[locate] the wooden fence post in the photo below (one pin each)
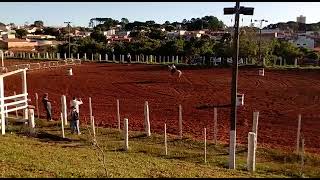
(118, 114)
(37, 105)
(126, 136)
(62, 125)
(251, 158)
(205, 145)
(298, 133)
(165, 139)
(255, 124)
(215, 126)
(180, 121)
(146, 119)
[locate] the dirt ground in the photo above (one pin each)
(279, 96)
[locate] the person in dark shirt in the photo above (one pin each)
(75, 123)
(47, 106)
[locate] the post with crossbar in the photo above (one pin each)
(237, 10)
(24, 91)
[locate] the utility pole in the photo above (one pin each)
(237, 10)
(261, 21)
(69, 36)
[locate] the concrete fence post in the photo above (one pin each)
(126, 134)
(146, 119)
(298, 133)
(251, 157)
(215, 126)
(180, 121)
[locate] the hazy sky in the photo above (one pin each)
(55, 13)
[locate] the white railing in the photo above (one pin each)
(15, 102)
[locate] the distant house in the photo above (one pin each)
(123, 33)
(31, 36)
(303, 41)
(14, 43)
(117, 38)
(109, 32)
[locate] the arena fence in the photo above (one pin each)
(41, 65)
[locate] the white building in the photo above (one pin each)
(301, 19)
(303, 41)
(124, 33)
(109, 32)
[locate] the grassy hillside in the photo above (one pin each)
(46, 154)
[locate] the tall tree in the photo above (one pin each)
(38, 24)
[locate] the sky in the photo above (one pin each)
(80, 13)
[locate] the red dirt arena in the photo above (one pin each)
(279, 96)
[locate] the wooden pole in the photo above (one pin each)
(37, 105)
(118, 114)
(64, 109)
(205, 145)
(3, 126)
(255, 124)
(180, 121)
(16, 106)
(251, 159)
(165, 139)
(93, 128)
(62, 125)
(298, 133)
(215, 126)
(24, 90)
(90, 110)
(146, 119)
(31, 120)
(126, 136)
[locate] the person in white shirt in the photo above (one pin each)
(75, 103)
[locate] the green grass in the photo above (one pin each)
(46, 154)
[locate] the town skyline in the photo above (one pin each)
(19, 13)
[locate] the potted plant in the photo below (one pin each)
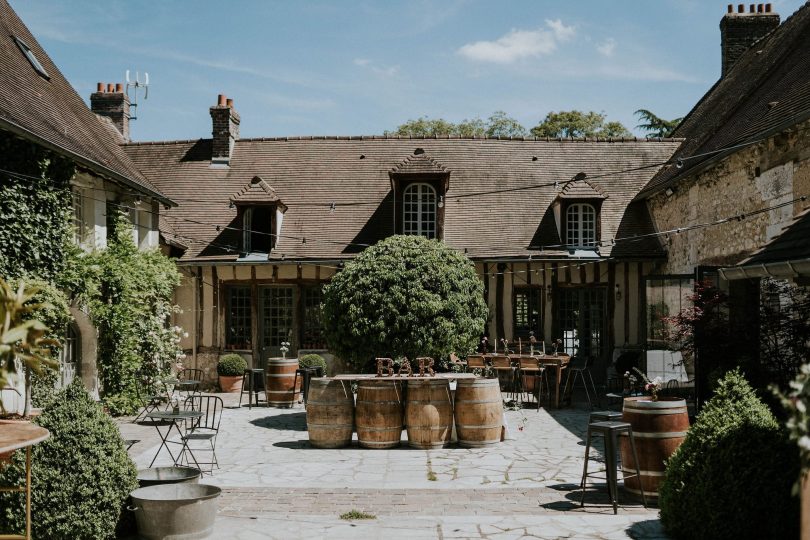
(231, 370)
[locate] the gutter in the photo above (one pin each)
(782, 270)
(89, 163)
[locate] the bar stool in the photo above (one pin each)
(610, 431)
(252, 383)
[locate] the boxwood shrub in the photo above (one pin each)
(312, 360)
(81, 474)
(231, 365)
(733, 474)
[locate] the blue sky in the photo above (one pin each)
(361, 67)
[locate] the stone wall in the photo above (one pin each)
(757, 177)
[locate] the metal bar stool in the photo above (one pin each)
(252, 384)
(610, 431)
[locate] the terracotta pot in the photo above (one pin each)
(231, 383)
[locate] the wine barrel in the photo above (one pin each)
(659, 428)
(282, 389)
(479, 412)
(429, 413)
(378, 415)
(330, 413)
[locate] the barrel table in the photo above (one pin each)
(330, 413)
(282, 390)
(659, 428)
(478, 412)
(429, 413)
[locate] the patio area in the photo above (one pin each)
(275, 485)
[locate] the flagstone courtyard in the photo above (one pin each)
(274, 483)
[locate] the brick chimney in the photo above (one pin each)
(740, 29)
(111, 101)
(226, 130)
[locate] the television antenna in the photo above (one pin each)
(135, 85)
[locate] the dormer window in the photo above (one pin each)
(580, 225)
(257, 229)
(419, 185)
(32, 59)
(419, 210)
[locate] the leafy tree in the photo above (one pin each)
(500, 125)
(732, 476)
(497, 125)
(655, 126)
(82, 473)
(405, 296)
(575, 123)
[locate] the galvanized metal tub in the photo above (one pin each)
(168, 475)
(175, 511)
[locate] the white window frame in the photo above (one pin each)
(580, 226)
(419, 204)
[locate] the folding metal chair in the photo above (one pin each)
(205, 428)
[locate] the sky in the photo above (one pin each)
(359, 67)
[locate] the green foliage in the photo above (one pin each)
(655, 126)
(35, 209)
(312, 360)
(565, 124)
(732, 476)
(231, 365)
(82, 473)
(497, 125)
(128, 293)
(405, 296)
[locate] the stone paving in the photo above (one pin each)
(277, 486)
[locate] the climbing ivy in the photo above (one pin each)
(35, 209)
(128, 294)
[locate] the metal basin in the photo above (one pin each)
(175, 511)
(168, 475)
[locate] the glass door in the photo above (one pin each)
(276, 320)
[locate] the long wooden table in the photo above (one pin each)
(15, 437)
(559, 363)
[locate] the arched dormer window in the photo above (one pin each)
(580, 225)
(419, 210)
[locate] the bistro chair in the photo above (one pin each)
(193, 378)
(203, 429)
(580, 368)
(530, 368)
(149, 400)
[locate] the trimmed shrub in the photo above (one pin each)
(404, 296)
(82, 473)
(231, 365)
(312, 360)
(733, 474)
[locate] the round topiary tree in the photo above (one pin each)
(733, 474)
(405, 296)
(82, 474)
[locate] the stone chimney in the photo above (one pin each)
(110, 101)
(740, 29)
(226, 130)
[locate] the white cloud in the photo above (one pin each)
(519, 44)
(607, 48)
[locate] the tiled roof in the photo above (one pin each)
(339, 198)
(257, 191)
(767, 90)
(48, 111)
(581, 189)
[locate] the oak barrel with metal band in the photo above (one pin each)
(478, 412)
(659, 428)
(378, 414)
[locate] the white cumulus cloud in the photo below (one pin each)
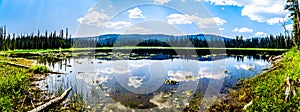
(201, 22)
(135, 82)
(243, 30)
(160, 2)
(179, 19)
(102, 19)
(262, 11)
(289, 27)
(136, 13)
(260, 34)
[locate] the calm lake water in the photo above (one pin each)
(121, 81)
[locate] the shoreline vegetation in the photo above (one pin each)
(19, 89)
(135, 47)
(263, 92)
(274, 90)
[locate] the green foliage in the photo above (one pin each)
(14, 84)
(269, 90)
(46, 41)
(39, 69)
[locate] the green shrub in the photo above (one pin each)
(14, 84)
(39, 69)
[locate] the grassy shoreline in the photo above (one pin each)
(266, 91)
(19, 89)
(128, 48)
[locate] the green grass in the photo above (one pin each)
(266, 91)
(135, 47)
(39, 69)
(14, 84)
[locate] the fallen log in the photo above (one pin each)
(27, 67)
(52, 102)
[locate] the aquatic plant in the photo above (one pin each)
(39, 69)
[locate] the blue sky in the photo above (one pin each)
(94, 17)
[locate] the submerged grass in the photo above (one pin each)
(14, 86)
(136, 47)
(266, 91)
(39, 69)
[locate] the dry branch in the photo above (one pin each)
(51, 102)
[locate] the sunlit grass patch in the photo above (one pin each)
(39, 69)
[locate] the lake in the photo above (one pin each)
(123, 80)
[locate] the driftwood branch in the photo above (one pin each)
(51, 102)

══════════════════════════════

Rewrite all the items above with "one pin each" changed to "one marker each" wherever it appears, leaving everything else as it is. Leave the pictures out of your answer.

[locate] the wooden fence post in the photo below (one marker each)
(118, 114)
(37, 105)
(126, 136)
(62, 125)
(251, 158)
(205, 145)
(298, 133)
(165, 139)
(255, 124)
(215, 126)
(180, 121)
(146, 119)
[locate] the dirt ground in the photo above (one marker each)
(279, 96)
[locate] the person in dark shirt in the photo above (one marker each)
(75, 123)
(47, 106)
[locate] the post with crossbar in the photo above (one marker each)
(237, 10)
(24, 91)
[locate] the utility pole in the photo above (one marker each)
(237, 10)
(261, 21)
(69, 36)
[locate] the concrete fence post in the photo above (one marker each)
(126, 134)
(146, 119)
(298, 133)
(251, 157)
(215, 126)
(180, 121)
[locate] the hazy sky in the photo above (one marker each)
(55, 13)
[locate] the white railing in the photo above (one marker each)
(15, 102)
[locate] the distant house in the photo above (one marker each)
(123, 33)
(31, 36)
(303, 41)
(14, 43)
(117, 38)
(109, 32)
[locate] the arena fence in the photo above (one marker each)
(41, 65)
[locate] the white building in the photo above (one marker each)
(301, 19)
(303, 41)
(124, 33)
(109, 32)
[locate] the grassy hillside in the photo above (one marker each)
(46, 154)
[locate] the tall tree in the photo above (one marker each)
(38, 24)
[locate] the sky in the photo above (one marker each)
(80, 13)
[locate] the red dirt arena in the photo above (one marker each)
(279, 96)
[locate] the wooden pole in the photo above (one marker each)
(37, 105)
(118, 114)
(64, 109)
(205, 145)
(3, 126)
(255, 124)
(180, 121)
(16, 106)
(251, 159)
(165, 139)
(93, 128)
(62, 125)
(298, 133)
(215, 126)
(24, 90)
(90, 110)
(146, 119)
(31, 120)
(126, 136)
[locate] the person in white shirt in the photo above (one marker each)
(75, 103)
[locate] the green grass in the photo above (one marker each)
(46, 154)
[locate] the town skyline in the photo above (one marker each)
(19, 13)
[locate] the potted plant in the photo below (one marker each)
(231, 370)
[locate] the gutter in the photo above (one marker each)
(782, 270)
(89, 163)
[locate] the bar stool in the photo above (one marker each)
(610, 431)
(252, 383)
[locate] the boxwood shrub in the photo above (one marker each)
(312, 360)
(81, 474)
(231, 365)
(733, 474)
[locate] the blue sky in the photo above (one marker each)
(361, 67)
[locate] the stone wall in the photo above (one marker each)
(757, 177)
[locate] the metal bar stool in the photo above (one marker each)
(252, 384)
(610, 431)
[locate] the terracotta pot in the photo above (one marker each)
(231, 383)
[locate] the wine barrel in the photo above (one marker each)
(659, 428)
(282, 389)
(479, 412)
(429, 413)
(378, 415)
(330, 413)
[locate] the barrel table in the photo above (one marker each)
(330, 413)
(282, 390)
(659, 428)
(478, 412)
(429, 413)
[locate] the patio area in the photo above (one marker each)
(275, 485)
[locate] the flagstone courtyard in the photo above (one marker each)
(274, 483)
[locate] the brick chimney in the photo above (one marker each)
(740, 29)
(111, 101)
(226, 130)
[locate] the television antenna in the photo above (one marker each)
(135, 85)
[locate] the dormer window in the photo above (one marker each)
(580, 225)
(257, 229)
(419, 185)
(32, 59)
(419, 210)
[locate] the leafy tree in the photo above (one marker each)
(500, 125)
(732, 476)
(497, 125)
(655, 126)
(82, 473)
(405, 296)
(575, 123)
[locate] the galvanized metal tub in the photo above (one marker each)
(168, 475)
(175, 511)
[locate] the white window frame in the photo above (one marker each)
(580, 226)
(419, 204)
[locate] the folding metal chair in the photo above (one marker each)
(205, 428)
[locate] the sky in the photo above (one marker each)
(359, 67)
[locate] the green foliage in the photo above (one marker each)
(655, 126)
(35, 209)
(312, 360)
(565, 124)
(732, 476)
(231, 365)
(82, 473)
(497, 125)
(128, 293)
(405, 296)
[locate] the stone paving in the photo above (one marker each)
(277, 486)
[locate] the climbing ivy in the photo above (one marker each)
(35, 209)
(128, 294)
[locate] the metal basin in the photo above (one marker each)
(175, 511)
(168, 475)
[locate] the glass door in the photo above (one marker each)
(276, 320)
[locate] the long wooden table in the photo above (one marker each)
(15, 437)
(559, 363)
[locate] the arched dormer window in the photo above (one marker each)
(580, 225)
(419, 210)
[locate] the bistro chair in the photo above (one marker each)
(193, 378)
(203, 429)
(580, 368)
(530, 368)
(149, 400)
[locate] the trimmed shrub in the photo above (one marker each)
(404, 296)
(82, 473)
(231, 365)
(312, 360)
(733, 474)
[locate] the round topiary tree in the photo above (one marker each)
(733, 474)
(405, 296)
(82, 474)
[locate] the stone chimney in the photo above (one marker each)
(110, 101)
(740, 29)
(226, 130)
[locate] the white cloud in the photo above (one marker each)
(519, 44)
(607, 48)
[locate] the tiled roof in the photo above (one marker each)
(339, 198)
(257, 191)
(767, 90)
(48, 111)
(581, 189)
[locate] the oak barrel with metal band in the photo above (one marker each)
(478, 412)
(659, 428)
(378, 414)
[locate] the white cumulus cloud in the photo below (one marker each)
(201, 22)
(135, 82)
(243, 30)
(160, 2)
(179, 19)
(102, 19)
(262, 11)
(289, 27)
(136, 13)
(260, 34)
[locate] the calm lake water in the photo above (one marker each)
(121, 81)
[locate] the shoreline vegetation in the photo above (one marker each)
(19, 89)
(135, 47)
(263, 92)
(274, 90)
[locate] the green foliage in the photo above (one marker each)
(14, 84)
(269, 90)
(46, 41)
(39, 69)
[locate] the green shrub in the photo above (one marker each)
(14, 84)
(39, 69)
[locate] the grassy shoreline in the photo above (one marker each)
(266, 91)
(19, 89)
(128, 48)
[locate] the green grass in the photo above (one marker each)
(266, 91)
(135, 47)
(39, 69)
(14, 84)
[locate] the fallen log in the photo above (one marker each)
(27, 67)
(52, 102)
[locate] the aquatic plant in the photo above (one marker each)
(39, 69)
[locate] the blue sky in the photo above (one marker each)
(94, 17)
[locate] the submerged grass in the photo above (one marker each)
(14, 86)
(136, 47)
(266, 91)
(39, 69)
[locate] the dry branch in the photo above (one marker each)
(51, 102)
[locate] the sunlit grass patch in the photo above (one marker each)
(39, 69)
[locate] the lake in the photo above (one marker each)
(123, 80)
[locate] the driftwood branch in the photo above (one marker each)
(51, 102)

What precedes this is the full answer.